=== Required tasks ===
(A) In the text on the confusion of tongues at Babel, how many persons made up Noah's family?
(B) Decide whether each statement agrees with the text on the confusion of tongues at Babel: (i) the Euphrates and the Tigris meet on the site of Eden; (ii) the tower at Shinar was built of stone and mortar; (iii) the event at Babel has been discussed as much as the Creation and the Flood.
(C) Turn the paragraph of the text on the confusion of tongues at Babel that begins "Let us now proceed to trace" into a short list that keeps its main points.

=== Text under study ===

We now approach the narrative of another event
recorded in the early chapters of Genesis, which has not met with as much discussion as the records of the Creation and the Flood. I allude to the confusion of tongues and the dispersion at Babel, which is about to engage our attention.
After the waters had swept over the abode of Adam's race, it became the mission of Noah's family, consisting of eight persons, to replenish, or colonize, the earth with their descendants. How that mission was fulfilled, and how that the arm of the Lord was stretched out to effect His purpose, is recorded in the Book of Genesis ; and that the record of Shinar is true, I shall now proceed to show.
The localities of the three leading events of primeval history—the Creation of Adam and his fall, the Flood, and the Confusion of Language—are marked on the map of the world by the confluence of two rivers, by a mountain, and by a plain. Euphrates and Hiddekel, or Tigris, meet on the site of Eden, the scene of Adam's creation and fall. The mountains of Ararat look down upon the lands that were covered by the flood in the days of Noah. And the plains of Shinar witnessed the confusion of speech that caused a severance of the family of that patriarch, that has never been restored, and continues to the present hour. We are thus led to Mesopotamia, in South-Western Asia, the country of the two great rivers, Euphrates and Tigris, which descend from the mountains of Ararat, in the high lands of Armenia, water the plains of Shinar, join their streams where Eden bloomed, and pour their combined waters into the Persian Gulf. From the regions of Ararat
the families of Shem, Ham, and Japhet journeyed instinctively down the banks of the Euphrates, or of the Tigris, until they reached the plains of Shinar, or Babylonia ; and there they commenced to build a tower, or temple, of bricks and slime; and there it was that the Almighty effected a separation of the three tribes by confounding their common language, so that they could not understand each other's speech; and they left off to build the city, and were scattered abroad on the face of the earth. In this ancient record, we have also a sketch of the different countries that were occupied by the several tribes, who appear to have been kept separate and distinct from each other in their subsequent settlements and pilgrimages, and two of which are manifestly distinct to the present hour.
Let us now proceed to trace the destinies of these three tribes, and to establish by convincing evidence, principally of recent discovery, that there was a dispersion of the descendants of a family situate as that of Noah was in the East, and that the supernatural event of a radical change of language must have taken place before, or at the time of, their first separation. And further, that even if the Bible had not been written, we should, in these days, have been able to arrive at the knowledge that occurrences, similar to those recorded in the tenth and eleventh chapters of Genesis, had taken place about the time, and in the manner, therein stated.

=== Dataset ===
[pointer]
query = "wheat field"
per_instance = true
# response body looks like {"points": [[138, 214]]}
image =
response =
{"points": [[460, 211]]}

=== Solution list ===
(A) Eight persons.

(B)
(i) Yes: "Euphrates and Hiddekel, or Tigris, meet on the site of Eden"
(ii) No: "a tower, or temple, of bricks and slime"
(iii) No: "has not met with as much discussion as the records of the Creation and the Flood"

(C)
- Trace the destinies of the three tribes.
- Show, mainly with recently discovered evidence, that the descendants of a family placed as Noah's was in the East were dispersed.
- Show that a supernatural, radical change of language took place before or at their first separation.
- Show that even without the Bible, it would now be possible to know that events like those in Genesis chapters ten and eleven happened around the time and in the manner stated there.